Scientists want to create superalgae for fuel

Jul 26, 2010 12:20 GMT  ·  By

Algae are starting to more and more preoccupy scientists, as strains can potentially produce 10 times or more fuel than the corn used in making ethanol or the soybeans that produce biodiesel. They also can be produced basically anywhere, so food production is not likely to be affected. As algae feed on carbon dioxide, they also could help reduce greenhouse gas, slowing down global warming.

In Sapphire Energy's laboratories, algae are kept in tubes as native genes are being tweaked and foreign genes are being spliced into algae. Inside the tubes there is a struggle for survival of the strongest algae, as the fastest-growing strains will be selected. The superalgae will be used to convert sunlight and carbon dioxide into lipids and oil that will later become diesel or jet fuel.

Mike Mendez, a co-founder and vice president for technology at Sapphire Energy, the owner of the laboratory, says to New York Times: “We’ve probably engineered over 4,000 strains. My whole goal here at Sapphire is to domesticate algae, to make it a crop.”

This is the common goal of several academic laboratories and companies, as algae could literally be the new green energy. Most of them use genetic engineering or chemically induced mutations to improve their functions.

• [Task prompt]
Write down the part of the algae fuel article that begins at the words "In Sapphire Energy's" and stops after "or jet fuel.". The rows have no connection to the algae fuel article.

• [Records]
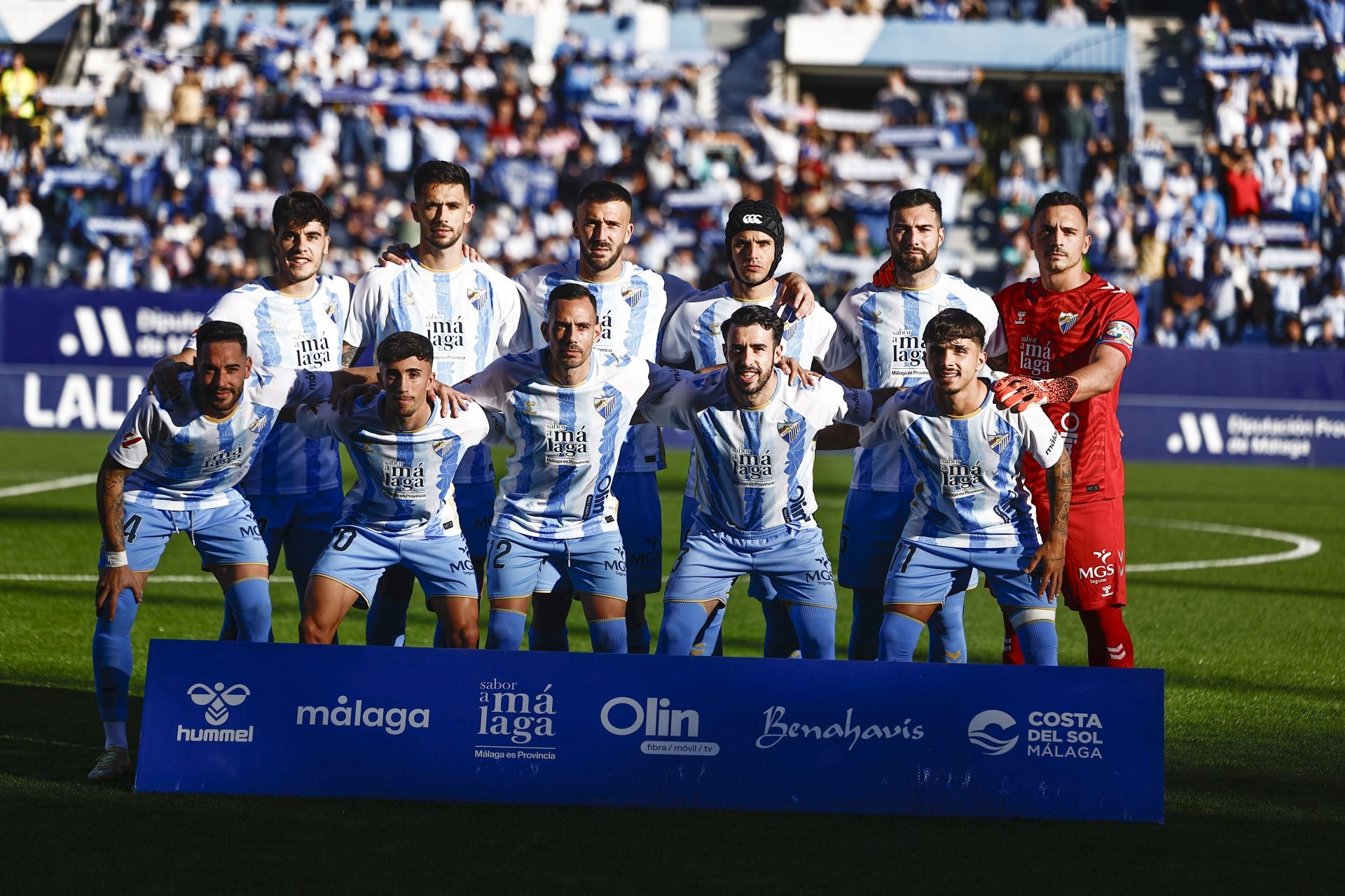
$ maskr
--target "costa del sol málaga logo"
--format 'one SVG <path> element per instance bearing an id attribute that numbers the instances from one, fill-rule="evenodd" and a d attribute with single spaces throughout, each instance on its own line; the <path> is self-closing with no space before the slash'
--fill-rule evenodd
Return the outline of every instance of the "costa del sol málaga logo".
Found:
<path id="1" fill-rule="evenodd" d="M 222 725 L 229 721 L 230 707 L 238 707 L 252 696 L 247 685 L 233 685 L 225 688 L 222 681 L 217 681 L 211 688 L 206 684 L 194 684 L 187 688 L 187 696 L 198 707 L 206 708 L 206 721 L 213 725 Z"/>
<path id="2" fill-rule="evenodd" d="M 1007 712 L 1001 709 L 986 709 L 985 712 L 978 712 L 967 725 L 967 740 L 975 747 L 981 747 L 987 755 L 1002 756 L 1014 748 L 1018 743 L 1018 735 L 1007 736 L 1009 731 L 1018 724 L 1017 720 Z M 995 737 L 987 728 L 999 728 L 1005 735 L 1003 737 Z"/>

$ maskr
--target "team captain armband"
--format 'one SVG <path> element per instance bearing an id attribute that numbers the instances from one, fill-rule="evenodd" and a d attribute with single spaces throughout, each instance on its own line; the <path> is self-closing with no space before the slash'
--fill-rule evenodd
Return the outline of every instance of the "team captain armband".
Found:
<path id="1" fill-rule="evenodd" d="M 1107 324 L 1107 328 L 1098 337 L 1099 345 L 1114 345 L 1130 356 L 1130 352 L 1135 348 L 1135 328 L 1126 321 L 1112 321 Z"/>

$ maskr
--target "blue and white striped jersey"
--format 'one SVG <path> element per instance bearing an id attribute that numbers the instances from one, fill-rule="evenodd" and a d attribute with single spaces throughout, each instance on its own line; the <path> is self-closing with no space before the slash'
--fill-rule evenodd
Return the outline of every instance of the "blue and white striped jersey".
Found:
<path id="1" fill-rule="evenodd" d="M 456 387 L 504 418 L 514 446 L 495 525 L 545 539 L 617 531 L 612 474 L 651 367 L 593 352 L 588 379 L 560 386 L 537 351 L 506 355 Z"/>
<path id="2" fill-rule="evenodd" d="M 1053 466 L 1065 439 L 1040 406 L 1005 411 L 987 390 L 975 414 L 944 416 L 927 380 L 878 408 L 859 443 L 897 447 L 915 472 L 915 500 L 901 537 L 955 548 L 1041 544 L 1022 458 L 1030 451 L 1042 466 Z"/>
<path id="3" fill-rule="evenodd" d="M 206 416 L 192 398 L 192 372 L 178 377 L 182 396 L 163 403 L 148 390 L 126 411 L 108 454 L 134 473 L 124 498 L 163 510 L 204 510 L 243 500 L 237 486 L 285 404 L 321 400 L 331 375 L 253 365 L 233 412 Z"/>
<path id="4" fill-rule="evenodd" d="M 452 384 L 500 355 L 531 348 L 519 298 L 518 285 L 484 262 L 440 271 L 413 254 L 405 265 L 370 270 L 355 285 L 346 341 L 377 347 L 391 333 L 424 333 L 434 345 L 434 377 Z M 455 481 L 494 484 L 490 449 L 469 450 Z"/>
<path id="5" fill-rule="evenodd" d="M 776 293 L 771 293 L 769 298 L 748 302 L 736 298 L 728 282 L 695 293 L 668 318 L 668 325 L 663 329 L 662 359 L 668 364 L 690 361 L 691 369 L 697 371 L 724 364 L 724 322 L 744 305 L 769 308 L 775 297 Z M 820 361 L 831 345 L 837 332 L 835 318 L 820 305 L 803 318 L 795 318 L 792 308 L 781 308 L 779 313 L 785 321 L 784 333 L 780 336 L 784 355 L 811 368 L 812 361 Z M 691 467 L 687 470 L 685 490 L 689 496 L 695 494 L 694 443 L 691 451 Z"/>
<path id="6" fill-rule="evenodd" d="M 640 412 L 691 430 L 701 517 L 718 529 L 756 535 L 816 525 L 812 441 L 833 423 L 868 423 L 873 398 L 835 380 L 791 386 L 777 373 L 769 403 L 746 410 L 729 395 L 725 371 L 714 371 L 682 376 L 662 394 L 651 390 Z"/>
<path id="7" fill-rule="evenodd" d="M 231 321 L 247 334 L 253 364 L 300 371 L 339 371 L 350 313 L 350 281 L 320 274 L 308 298 L 282 296 L 269 278 L 226 293 L 207 321 Z M 196 336 L 187 340 L 196 348 Z M 313 494 L 340 488 L 340 454 L 331 439 L 308 439 L 282 429 L 266 439 L 243 480 L 246 494 Z"/>
<path id="8" fill-rule="evenodd" d="M 467 450 L 486 438 L 486 411 L 473 404 L 455 418 L 430 407 L 425 426 L 402 433 L 383 422 L 383 400 L 382 394 L 360 399 L 346 415 L 331 404 L 305 406 L 295 418 L 309 437 L 331 435 L 344 445 L 359 474 L 340 525 L 398 537 L 460 535 L 453 474 Z"/>
<path id="9" fill-rule="evenodd" d="M 538 265 L 516 278 L 527 308 L 527 330 L 533 348 L 545 348 L 542 321 L 546 320 L 546 297 L 561 283 L 584 283 L 597 297 L 597 318 L 603 326 L 597 348 L 608 355 L 629 355 L 646 361 L 659 357 L 660 328 L 667 312 L 695 290 L 683 279 L 656 274 L 639 265 L 621 262 L 621 275 L 607 283 L 593 283 L 580 277 L 578 261 Z M 632 426 L 621 446 L 619 473 L 662 470 L 663 441 L 655 426 Z"/>
<path id="10" fill-rule="evenodd" d="M 986 353 L 1002 355 L 999 312 L 989 296 L 951 274 L 939 273 L 924 289 L 881 289 L 865 283 L 841 300 L 837 308 L 837 339 L 831 340 L 823 365 L 829 371 L 849 367 L 855 359 L 865 388 L 909 388 L 929 379 L 921 336 L 925 325 L 946 308 L 970 312 L 986 328 Z M 861 492 L 909 492 L 915 470 L 894 445 L 861 447 L 854 457 L 850 488 Z"/>

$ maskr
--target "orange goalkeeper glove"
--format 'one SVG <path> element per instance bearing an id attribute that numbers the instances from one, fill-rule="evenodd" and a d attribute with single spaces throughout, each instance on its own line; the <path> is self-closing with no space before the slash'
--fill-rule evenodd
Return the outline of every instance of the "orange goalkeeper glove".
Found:
<path id="1" fill-rule="evenodd" d="M 995 403 L 1014 414 L 1022 414 L 1033 404 L 1064 404 L 1079 391 L 1079 380 L 1060 376 L 1053 380 L 1034 380 L 1026 376 L 1006 376 L 994 383 Z"/>

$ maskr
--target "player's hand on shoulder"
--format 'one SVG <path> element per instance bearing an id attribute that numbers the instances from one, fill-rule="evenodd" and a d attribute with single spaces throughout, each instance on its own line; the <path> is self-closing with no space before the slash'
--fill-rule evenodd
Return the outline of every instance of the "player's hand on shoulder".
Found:
<path id="1" fill-rule="evenodd" d="M 781 356 L 780 361 L 776 364 L 781 373 L 784 373 L 785 380 L 791 386 L 802 386 L 803 388 L 812 388 L 822 373 L 810 371 L 803 364 L 799 364 L 798 359 L 790 357 L 788 355 Z"/>
<path id="2" fill-rule="evenodd" d="M 347 386 L 338 392 L 332 392 L 330 400 L 332 410 L 344 416 L 355 410 L 355 404 L 360 399 L 373 398 L 382 391 L 383 387 L 378 383 L 360 383 L 358 386 Z"/>
<path id="3" fill-rule="evenodd" d="M 775 310 L 781 308 L 792 308 L 794 316 L 807 317 L 816 308 L 816 297 L 812 294 L 812 287 L 808 286 L 808 281 L 803 279 L 799 274 L 784 274 L 779 278 L 780 287 L 776 293 Z"/>
<path id="4" fill-rule="evenodd" d="M 165 357 L 155 364 L 149 372 L 149 391 L 159 396 L 159 400 L 176 402 L 182 398 L 182 383 L 178 377 L 191 369 L 191 364 L 175 361 Z"/>
<path id="5" fill-rule="evenodd" d="M 378 266 L 386 267 L 387 265 L 401 266 L 412 259 L 412 246 L 410 243 L 393 243 L 383 250 L 383 254 L 378 258 Z"/>
<path id="6" fill-rule="evenodd" d="M 438 380 L 429 384 L 429 391 L 438 399 L 440 416 L 457 416 L 472 406 L 472 399 Z"/>

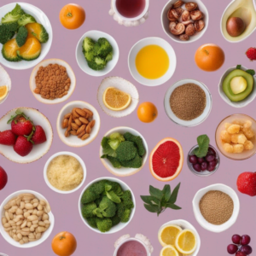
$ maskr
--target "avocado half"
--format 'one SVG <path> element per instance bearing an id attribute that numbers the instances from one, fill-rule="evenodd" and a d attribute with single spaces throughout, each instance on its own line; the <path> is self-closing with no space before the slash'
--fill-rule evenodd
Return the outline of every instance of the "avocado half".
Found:
<path id="1" fill-rule="evenodd" d="M 234 94 L 230 88 L 230 81 L 235 77 L 243 77 L 247 83 L 247 89 L 239 94 Z M 250 95 L 253 89 L 253 83 L 254 80 L 251 74 L 241 69 L 235 69 L 225 77 L 222 84 L 222 88 L 227 97 L 231 102 L 241 102 Z"/>

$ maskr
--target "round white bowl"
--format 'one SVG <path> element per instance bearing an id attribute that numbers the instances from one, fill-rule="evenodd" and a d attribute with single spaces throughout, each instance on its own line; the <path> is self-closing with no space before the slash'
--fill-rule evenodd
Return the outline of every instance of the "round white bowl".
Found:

• [Answer for this exercise]
In Sapphire Energy's laboratories, algae are kept in tubes as native genes are being tweaked and foreign genes are being spliced into algae. Inside the tubes there is a struggle for survival of the strongest algae, as the fastest-growing strains will be selected. The superalgae will be used to convert sunlight and carbon dioxide into lipids and oil that will later become diesel or jet fuel.